SHORT PROBLEM: Retype the rows from the start of the records through the line containing "xmin=1 ymin=10 xmax=42 ymax=34", including both ends, reproducing each line without change.

Records of labeled boxes
--

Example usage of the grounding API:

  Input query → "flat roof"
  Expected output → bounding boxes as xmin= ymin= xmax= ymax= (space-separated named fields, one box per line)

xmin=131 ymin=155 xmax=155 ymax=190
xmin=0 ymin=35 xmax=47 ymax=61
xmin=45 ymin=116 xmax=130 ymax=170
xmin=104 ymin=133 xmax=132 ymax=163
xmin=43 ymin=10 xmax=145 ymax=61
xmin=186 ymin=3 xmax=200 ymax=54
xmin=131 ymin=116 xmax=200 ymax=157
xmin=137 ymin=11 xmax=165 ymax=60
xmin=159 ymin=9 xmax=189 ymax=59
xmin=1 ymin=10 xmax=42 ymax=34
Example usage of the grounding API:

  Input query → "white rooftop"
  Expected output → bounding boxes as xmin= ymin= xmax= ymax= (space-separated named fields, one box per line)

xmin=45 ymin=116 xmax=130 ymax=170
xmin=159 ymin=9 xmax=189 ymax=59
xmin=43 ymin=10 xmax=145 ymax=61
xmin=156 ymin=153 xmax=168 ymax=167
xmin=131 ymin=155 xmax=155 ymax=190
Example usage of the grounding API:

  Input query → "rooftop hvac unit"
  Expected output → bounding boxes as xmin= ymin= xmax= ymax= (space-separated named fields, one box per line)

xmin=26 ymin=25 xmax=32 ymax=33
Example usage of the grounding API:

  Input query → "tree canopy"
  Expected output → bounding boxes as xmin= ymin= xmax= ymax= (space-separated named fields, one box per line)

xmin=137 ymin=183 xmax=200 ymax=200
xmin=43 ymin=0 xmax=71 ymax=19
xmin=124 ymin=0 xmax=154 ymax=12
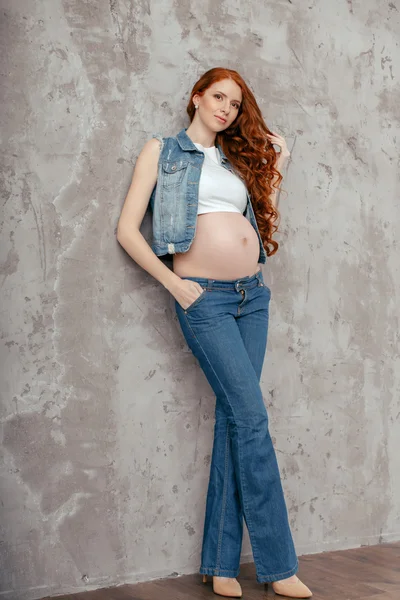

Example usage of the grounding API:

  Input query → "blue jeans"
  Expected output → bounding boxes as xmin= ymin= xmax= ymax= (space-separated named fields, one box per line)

xmin=175 ymin=271 xmax=298 ymax=583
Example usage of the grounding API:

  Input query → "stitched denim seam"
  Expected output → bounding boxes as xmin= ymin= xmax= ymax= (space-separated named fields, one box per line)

xmin=216 ymin=423 xmax=229 ymax=569
xmin=181 ymin=314 xmax=266 ymax=562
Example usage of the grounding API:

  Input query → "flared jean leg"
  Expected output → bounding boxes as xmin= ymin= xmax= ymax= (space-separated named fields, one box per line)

xmin=199 ymin=298 xmax=268 ymax=577
xmin=173 ymin=288 xmax=298 ymax=582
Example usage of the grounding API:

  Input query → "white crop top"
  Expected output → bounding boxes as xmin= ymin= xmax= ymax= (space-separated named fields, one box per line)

xmin=193 ymin=142 xmax=247 ymax=215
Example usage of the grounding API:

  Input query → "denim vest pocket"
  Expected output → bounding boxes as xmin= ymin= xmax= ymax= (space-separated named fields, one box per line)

xmin=161 ymin=160 xmax=189 ymax=189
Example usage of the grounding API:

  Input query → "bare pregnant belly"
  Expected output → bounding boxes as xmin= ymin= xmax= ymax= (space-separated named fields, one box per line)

xmin=173 ymin=212 xmax=260 ymax=279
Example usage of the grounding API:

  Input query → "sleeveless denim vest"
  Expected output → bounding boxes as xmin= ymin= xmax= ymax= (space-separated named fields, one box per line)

xmin=150 ymin=127 xmax=267 ymax=263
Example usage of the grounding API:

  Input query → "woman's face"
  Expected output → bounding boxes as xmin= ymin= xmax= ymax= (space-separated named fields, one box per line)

xmin=193 ymin=79 xmax=242 ymax=132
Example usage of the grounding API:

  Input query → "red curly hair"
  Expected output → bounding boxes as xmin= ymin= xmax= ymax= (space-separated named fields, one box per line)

xmin=186 ymin=67 xmax=283 ymax=256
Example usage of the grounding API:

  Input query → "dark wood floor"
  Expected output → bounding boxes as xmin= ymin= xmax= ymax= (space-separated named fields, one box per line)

xmin=42 ymin=542 xmax=400 ymax=600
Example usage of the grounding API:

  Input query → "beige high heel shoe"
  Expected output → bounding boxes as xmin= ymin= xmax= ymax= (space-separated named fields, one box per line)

xmin=203 ymin=575 xmax=242 ymax=598
xmin=265 ymin=575 xmax=312 ymax=598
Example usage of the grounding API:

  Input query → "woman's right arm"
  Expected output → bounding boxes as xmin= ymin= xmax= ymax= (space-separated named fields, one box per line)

xmin=117 ymin=138 xmax=202 ymax=307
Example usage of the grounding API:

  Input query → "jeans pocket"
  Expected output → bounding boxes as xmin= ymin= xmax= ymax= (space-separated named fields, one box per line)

xmin=183 ymin=288 xmax=207 ymax=313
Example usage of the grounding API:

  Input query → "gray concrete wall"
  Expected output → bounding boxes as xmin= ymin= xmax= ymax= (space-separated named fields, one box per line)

xmin=0 ymin=0 xmax=400 ymax=600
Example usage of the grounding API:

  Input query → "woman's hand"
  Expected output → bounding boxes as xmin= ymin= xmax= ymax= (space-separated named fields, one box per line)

xmin=267 ymin=131 xmax=290 ymax=161
xmin=170 ymin=279 xmax=204 ymax=310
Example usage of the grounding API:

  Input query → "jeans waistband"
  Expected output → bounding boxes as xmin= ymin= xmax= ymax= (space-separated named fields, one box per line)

xmin=182 ymin=269 xmax=264 ymax=292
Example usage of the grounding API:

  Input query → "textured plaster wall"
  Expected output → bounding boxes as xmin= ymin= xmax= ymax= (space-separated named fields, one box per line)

xmin=0 ymin=0 xmax=400 ymax=600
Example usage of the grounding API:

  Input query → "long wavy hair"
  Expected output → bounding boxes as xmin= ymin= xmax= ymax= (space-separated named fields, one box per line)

xmin=186 ymin=67 xmax=282 ymax=256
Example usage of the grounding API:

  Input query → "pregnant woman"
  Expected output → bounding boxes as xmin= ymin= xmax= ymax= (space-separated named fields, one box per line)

xmin=117 ymin=68 xmax=312 ymax=598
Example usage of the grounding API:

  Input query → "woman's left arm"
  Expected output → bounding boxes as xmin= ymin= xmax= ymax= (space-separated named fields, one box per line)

xmin=267 ymin=131 xmax=290 ymax=208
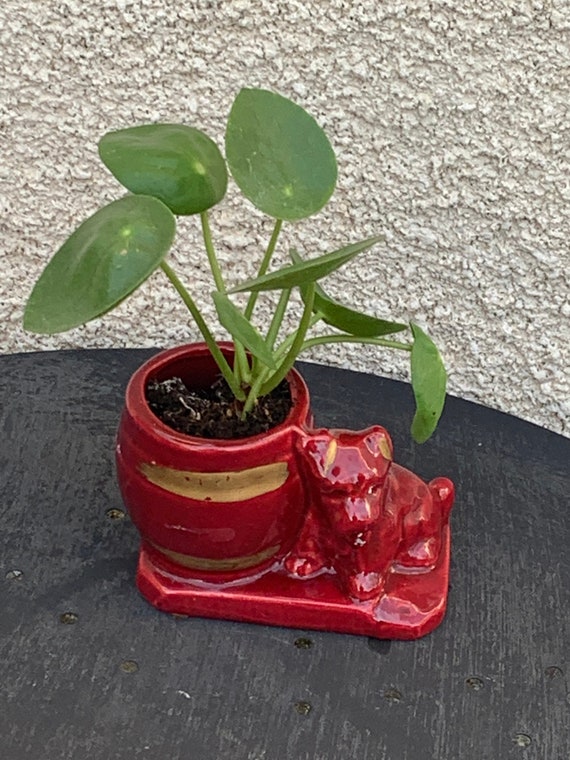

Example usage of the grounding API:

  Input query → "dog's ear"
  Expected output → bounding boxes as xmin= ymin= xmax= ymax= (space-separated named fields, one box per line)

xmin=363 ymin=425 xmax=394 ymax=462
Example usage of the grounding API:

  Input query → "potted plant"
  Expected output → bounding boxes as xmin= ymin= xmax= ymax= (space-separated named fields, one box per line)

xmin=24 ymin=89 xmax=453 ymax=638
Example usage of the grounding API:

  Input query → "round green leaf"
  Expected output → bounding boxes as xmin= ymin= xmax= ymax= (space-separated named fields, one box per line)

xmin=410 ymin=322 xmax=447 ymax=443
xmin=289 ymin=248 xmax=408 ymax=338
xmin=226 ymin=89 xmax=337 ymax=220
xmin=212 ymin=290 xmax=277 ymax=369
xmin=229 ymin=235 xmax=384 ymax=293
xmin=99 ymin=124 xmax=228 ymax=214
xmin=24 ymin=195 xmax=176 ymax=334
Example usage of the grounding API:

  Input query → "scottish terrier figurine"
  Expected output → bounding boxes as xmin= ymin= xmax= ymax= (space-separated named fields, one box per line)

xmin=285 ymin=426 xmax=454 ymax=601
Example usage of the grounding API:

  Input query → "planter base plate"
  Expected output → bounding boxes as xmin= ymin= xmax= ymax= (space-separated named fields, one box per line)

xmin=137 ymin=526 xmax=450 ymax=639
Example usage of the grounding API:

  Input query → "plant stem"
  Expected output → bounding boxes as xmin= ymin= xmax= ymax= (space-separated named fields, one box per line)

xmin=160 ymin=261 xmax=245 ymax=401
xmin=244 ymin=219 xmax=283 ymax=319
xmin=301 ymin=335 xmax=412 ymax=351
xmin=265 ymin=288 xmax=291 ymax=349
xmin=200 ymin=211 xmax=246 ymax=386
xmin=200 ymin=211 xmax=226 ymax=293
xmin=258 ymin=282 xmax=315 ymax=400
xmin=275 ymin=311 xmax=323 ymax=359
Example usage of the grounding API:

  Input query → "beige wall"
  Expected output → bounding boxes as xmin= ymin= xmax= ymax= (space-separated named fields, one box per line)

xmin=0 ymin=0 xmax=570 ymax=433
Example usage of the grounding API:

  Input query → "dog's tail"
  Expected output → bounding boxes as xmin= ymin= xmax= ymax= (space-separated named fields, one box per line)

xmin=429 ymin=478 xmax=455 ymax=525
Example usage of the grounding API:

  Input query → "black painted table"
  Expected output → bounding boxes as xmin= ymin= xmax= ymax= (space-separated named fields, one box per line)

xmin=0 ymin=350 xmax=570 ymax=760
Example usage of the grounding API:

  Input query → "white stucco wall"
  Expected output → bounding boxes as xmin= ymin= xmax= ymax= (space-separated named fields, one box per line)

xmin=0 ymin=0 xmax=570 ymax=434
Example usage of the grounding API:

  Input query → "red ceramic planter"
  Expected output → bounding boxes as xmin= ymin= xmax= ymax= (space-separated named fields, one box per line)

xmin=117 ymin=344 xmax=453 ymax=638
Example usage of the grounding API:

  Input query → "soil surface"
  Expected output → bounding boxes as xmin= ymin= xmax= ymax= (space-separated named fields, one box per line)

xmin=146 ymin=377 xmax=291 ymax=439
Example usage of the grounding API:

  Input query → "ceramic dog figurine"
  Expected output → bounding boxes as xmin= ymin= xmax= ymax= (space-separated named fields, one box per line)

xmin=285 ymin=426 xmax=454 ymax=601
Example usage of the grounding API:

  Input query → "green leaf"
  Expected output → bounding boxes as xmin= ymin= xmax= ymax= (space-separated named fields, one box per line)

xmin=410 ymin=322 xmax=447 ymax=443
xmin=99 ymin=124 xmax=228 ymax=214
xmin=230 ymin=235 xmax=384 ymax=293
xmin=24 ymin=195 xmax=176 ymax=334
xmin=290 ymin=248 xmax=408 ymax=338
xmin=212 ymin=290 xmax=277 ymax=369
xmin=226 ymin=89 xmax=337 ymax=220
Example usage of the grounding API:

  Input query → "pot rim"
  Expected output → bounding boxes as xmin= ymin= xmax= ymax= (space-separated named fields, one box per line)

xmin=125 ymin=341 xmax=311 ymax=448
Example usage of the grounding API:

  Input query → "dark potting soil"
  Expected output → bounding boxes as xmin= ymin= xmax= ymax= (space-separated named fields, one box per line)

xmin=146 ymin=377 xmax=291 ymax=439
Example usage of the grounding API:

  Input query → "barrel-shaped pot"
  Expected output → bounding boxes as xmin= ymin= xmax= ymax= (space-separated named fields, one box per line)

xmin=117 ymin=344 xmax=312 ymax=582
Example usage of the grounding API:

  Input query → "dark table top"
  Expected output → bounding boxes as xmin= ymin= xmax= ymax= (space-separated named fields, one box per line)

xmin=0 ymin=350 xmax=570 ymax=760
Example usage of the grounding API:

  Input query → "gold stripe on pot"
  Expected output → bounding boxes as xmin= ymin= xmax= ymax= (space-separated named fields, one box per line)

xmin=150 ymin=541 xmax=279 ymax=572
xmin=139 ymin=462 xmax=289 ymax=503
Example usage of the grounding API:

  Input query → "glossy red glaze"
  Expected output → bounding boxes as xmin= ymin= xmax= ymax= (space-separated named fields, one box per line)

xmin=117 ymin=344 xmax=453 ymax=639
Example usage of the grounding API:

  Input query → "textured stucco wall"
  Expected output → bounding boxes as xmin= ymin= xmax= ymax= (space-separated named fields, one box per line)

xmin=0 ymin=0 xmax=570 ymax=433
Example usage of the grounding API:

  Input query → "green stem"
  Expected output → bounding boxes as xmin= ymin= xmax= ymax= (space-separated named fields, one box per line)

xmin=160 ymin=261 xmax=245 ymax=401
xmin=244 ymin=219 xmax=283 ymax=319
xmin=259 ymin=282 xmax=315 ymax=396
xmin=301 ymin=335 xmax=412 ymax=351
xmin=200 ymin=211 xmax=246 ymax=386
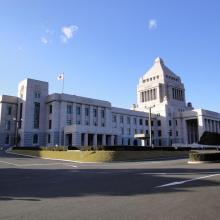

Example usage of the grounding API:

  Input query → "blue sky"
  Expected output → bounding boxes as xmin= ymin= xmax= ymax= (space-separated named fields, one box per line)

xmin=0 ymin=0 xmax=220 ymax=112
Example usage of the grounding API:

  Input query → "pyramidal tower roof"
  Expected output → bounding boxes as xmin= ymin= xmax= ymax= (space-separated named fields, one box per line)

xmin=143 ymin=57 xmax=180 ymax=79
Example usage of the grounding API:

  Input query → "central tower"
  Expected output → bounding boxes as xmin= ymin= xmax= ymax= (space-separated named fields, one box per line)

xmin=137 ymin=57 xmax=186 ymax=111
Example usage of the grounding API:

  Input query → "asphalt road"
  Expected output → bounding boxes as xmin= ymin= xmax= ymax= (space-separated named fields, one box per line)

xmin=0 ymin=151 xmax=220 ymax=220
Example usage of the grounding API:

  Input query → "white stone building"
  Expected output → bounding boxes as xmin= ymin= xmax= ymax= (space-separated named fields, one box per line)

xmin=0 ymin=57 xmax=220 ymax=147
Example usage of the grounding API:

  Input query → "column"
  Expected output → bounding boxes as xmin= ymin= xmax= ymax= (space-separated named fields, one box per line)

xmin=96 ymin=107 xmax=102 ymax=127
xmin=110 ymin=135 xmax=114 ymax=146
xmin=144 ymin=91 xmax=147 ymax=102
xmin=84 ymin=133 xmax=88 ymax=146
xmin=93 ymin=134 xmax=97 ymax=146
xmin=102 ymin=134 xmax=106 ymax=146
xmin=81 ymin=104 xmax=86 ymax=126
xmin=89 ymin=105 xmax=93 ymax=126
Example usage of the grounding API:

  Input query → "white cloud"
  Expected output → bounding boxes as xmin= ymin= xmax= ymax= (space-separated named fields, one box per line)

xmin=17 ymin=45 xmax=23 ymax=51
xmin=148 ymin=19 xmax=157 ymax=30
xmin=61 ymin=25 xmax=79 ymax=43
xmin=40 ymin=37 xmax=48 ymax=44
xmin=45 ymin=28 xmax=54 ymax=34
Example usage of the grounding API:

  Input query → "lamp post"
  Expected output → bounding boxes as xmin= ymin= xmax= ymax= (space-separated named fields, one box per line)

xmin=168 ymin=129 xmax=172 ymax=146
xmin=13 ymin=118 xmax=21 ymax=147
xmin=146 ymin=105 xmax=155 ymax=147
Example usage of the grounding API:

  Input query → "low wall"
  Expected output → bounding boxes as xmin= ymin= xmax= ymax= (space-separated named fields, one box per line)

xmin=189 ymin=150 xmax=220 ymax=163
xmin=13 ymin=150 xmax=189 ymax=162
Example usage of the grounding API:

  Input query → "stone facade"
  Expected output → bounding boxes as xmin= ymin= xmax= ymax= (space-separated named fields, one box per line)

xmin=0 ymin=57 xmax=220 ymax=147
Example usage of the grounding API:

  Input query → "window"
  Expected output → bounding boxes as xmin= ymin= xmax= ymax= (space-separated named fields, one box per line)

xmin=169 ymin=130 xmax=173 ymax=137
xmin=139 ymin=118 xmax=143 ymax=125
xmin=158 ymin=130 xmax=162 ymax=137
xmin=48 ymin=120 xmax=52 ymax=129
xmin=49 ymin=105 xmax=53 ymax=114
xmin=34 ymin=102 xmax=40 ymax=128
xmin=66 ymin=105 xmax=73 ymax=114
xmin=101 ymin=109 xmax=105 ymax=118
xmin=33 ymin=134 xmax=38 ymax=144
xmin=93 ymin=108 xmax=97 ymax=118
xmin=5 ymin=121 xmax=11 ymax=131
xmin=158 ymin=139 xmax=162 ymax=146
xmin=34 ymin=92 xmax=40 ymax=99
xmin=7 ymin=106 xmax=12 ymax=115
xmin=133 ymin=118 xmax=137 ymax=125
xmin=169 ymin=120 xmax=172 ymax=126
xmin=18 ymin=103 xmax=23 ymax=129
xmin=66 ymin=119 xmax=72 ymax=125
xmin=76 ymin=106 xmax=81 ymax=115
xmin=120 ymin=115 xmax=124 ymax=124
xmin=85 ymin=107 xmax=89 ymax=116
xmin=121 ymin=128 xmax=124 ymax=135
xmin=127 ymin=117 xmax=131 ymax=125
xmin=112 ymin=115 xmax=116 ymax=123
xmin=145 ymin=120 xmax=148 ymax=126
xmin=47 ymin=134 xmax=51 ymax=144
xmin=128 ymin=128 xmax=131 ymax=135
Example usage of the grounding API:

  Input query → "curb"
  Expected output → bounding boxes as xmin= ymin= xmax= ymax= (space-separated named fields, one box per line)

xmin=5 ymin=151 xmax=99 ymax=163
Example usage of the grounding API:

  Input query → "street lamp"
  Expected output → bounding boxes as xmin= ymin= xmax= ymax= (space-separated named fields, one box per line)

xmin=145 ymin=105 xmax=155 ymax=147
xmin=13 ymin=118 xmax=22 ymax=147
xmin=168 ymin=129 xmax=172 ymax=146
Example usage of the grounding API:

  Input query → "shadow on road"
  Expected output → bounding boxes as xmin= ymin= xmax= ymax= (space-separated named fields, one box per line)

xmin=0 ymin=168 xmax=220 ymax=201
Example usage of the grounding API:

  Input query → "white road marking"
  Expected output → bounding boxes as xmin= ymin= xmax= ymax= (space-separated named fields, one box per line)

xmin=139 ymin=173 xmax=168 ymax=175
xmin=155 ymin=173 xmax=220 ymax=188
xmin=0 ymin=160 xmax=78 ymax=168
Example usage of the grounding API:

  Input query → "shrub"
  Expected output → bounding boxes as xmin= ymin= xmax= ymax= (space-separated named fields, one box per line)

xmin=199 ymin=131 xmax=220 ymax=145
xmin=189 ymin=151 xmax=220 ymax=162
xmin=45 ymin=146 xmax=68 ymax=151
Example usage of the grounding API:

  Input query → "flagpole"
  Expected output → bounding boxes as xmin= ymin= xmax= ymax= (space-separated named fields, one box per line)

xmin=62 ymin=73 xmax=65 ymax=93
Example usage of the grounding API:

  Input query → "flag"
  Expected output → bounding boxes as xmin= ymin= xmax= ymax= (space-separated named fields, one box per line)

xmin=57 ymin=73 xmax=64 ymax=80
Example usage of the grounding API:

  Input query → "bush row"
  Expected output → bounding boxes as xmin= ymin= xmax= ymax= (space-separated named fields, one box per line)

xmin=189 ymin=151 xmax=220 ymax=162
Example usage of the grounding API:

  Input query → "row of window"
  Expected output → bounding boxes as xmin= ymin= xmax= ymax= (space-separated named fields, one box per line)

xmin=166 ymin=75 xmax=179 ymax=82
xmin=143 ymin=75 xmax=160 ymax=83
xmin=112 ymin=114 xmax=161 ymax=126
xmin=140 ymin=88 xmax=157 ymax=102
xmin=121 ymin=128 xmax=179 ymax=137
xmin=49 ymin=104 xmax=105 ymax=118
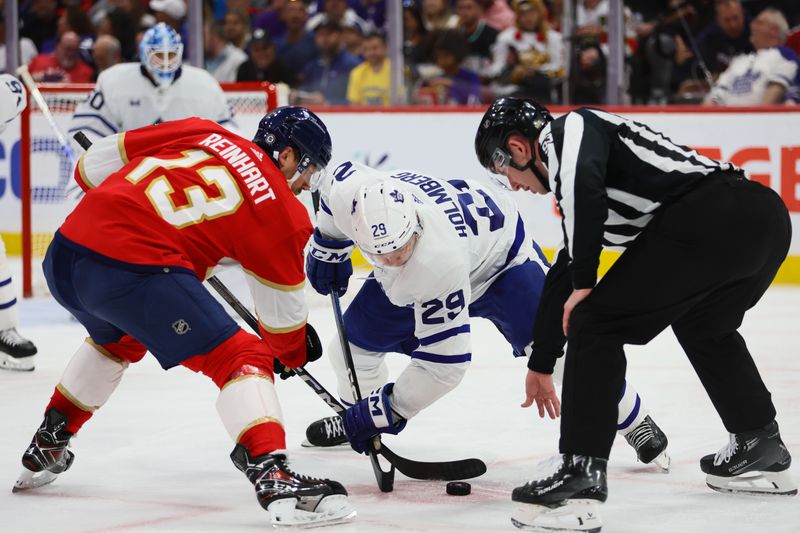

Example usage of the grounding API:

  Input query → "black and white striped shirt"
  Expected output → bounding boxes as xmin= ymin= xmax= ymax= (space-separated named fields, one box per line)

xmin=539 ymin=108 xmax=736 ymax=288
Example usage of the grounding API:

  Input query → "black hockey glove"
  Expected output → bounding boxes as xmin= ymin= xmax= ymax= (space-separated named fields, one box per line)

xmin=275 ymin=324 xmax=322 ymax=379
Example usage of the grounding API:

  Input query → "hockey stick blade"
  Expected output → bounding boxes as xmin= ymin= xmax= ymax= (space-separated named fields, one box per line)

xmin=378 ymin=444 xmax=486 ymax=481
xmin=206 ymin=276 xmax=486 ymax=480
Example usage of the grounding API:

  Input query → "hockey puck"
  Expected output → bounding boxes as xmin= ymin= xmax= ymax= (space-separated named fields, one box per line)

xmin=447 ymin=481 xmax=472 ymax=496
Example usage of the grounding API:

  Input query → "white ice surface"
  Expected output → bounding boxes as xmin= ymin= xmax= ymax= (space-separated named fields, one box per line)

xmin=0 ymin=266 xmax=800 ymax=533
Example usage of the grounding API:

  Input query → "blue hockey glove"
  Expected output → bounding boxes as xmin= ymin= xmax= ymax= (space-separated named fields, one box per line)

xmin=342 ymin=383 xmax=406 ymax=453
xmin=306 ymin=229 xmax=353 ymax=296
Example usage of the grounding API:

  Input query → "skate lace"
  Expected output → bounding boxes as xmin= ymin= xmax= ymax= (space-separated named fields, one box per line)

xmin=0 ymin=328 xmax=28 ymax=346
xmin=625 ymin=420 xmax=655 ymax=451
xmin=714 ymin=433 xmax=739 ymax=466
xmin=324 ymin=416 xmax=344 ymax=439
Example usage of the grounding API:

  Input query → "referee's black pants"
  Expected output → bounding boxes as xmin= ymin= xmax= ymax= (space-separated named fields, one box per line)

xmin=560 ymin=173 xmax=791 ymax=458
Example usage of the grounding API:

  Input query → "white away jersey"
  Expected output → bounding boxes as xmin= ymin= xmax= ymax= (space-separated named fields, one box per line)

xmin=68 ymin=63 xmax=232 ymax=141
xmin=711 ymin=47 xmax=798 ymax=105
xmin=317 ymin=162 xmax=540 ymax=418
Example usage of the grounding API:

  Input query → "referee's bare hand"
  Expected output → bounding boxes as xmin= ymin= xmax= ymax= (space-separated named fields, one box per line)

xmin=520 ymin=370 xmax=561 ymax=420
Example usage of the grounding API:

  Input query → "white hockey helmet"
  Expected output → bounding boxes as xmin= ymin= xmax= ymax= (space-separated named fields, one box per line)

xmin=350 ymin=182 xmax=422 ymax=264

--

ANSWER:
Example usage of the grounding API:

  Input query → "flat roof"
  Expected output → bounding boxes as xmin= ymin= xmax= ymax= (space-separated named fields, one box per line)

xmin=131 ymin=155 xmax=155 ymax=190
xmin=0 ymin=35 xmax=47 ymax=61
xmin=45 ymin=116 xmax=130 ymax=170
xmin=104 ymin=133 xmax=132 ymax=163
xmin=43 ymin=10 xmax=145 ymax=61
xmin=186 ymin=3 xmax=200 ymax=54
xmin=131 ymin=116 xmax=200 ymax=157
xmin=137 ymin=11 xmax=165 ymax=60
xmin=159 ymin=9 xmax=189 ymax=59
xmin=1 ymin=10 xmax=42 ymax=34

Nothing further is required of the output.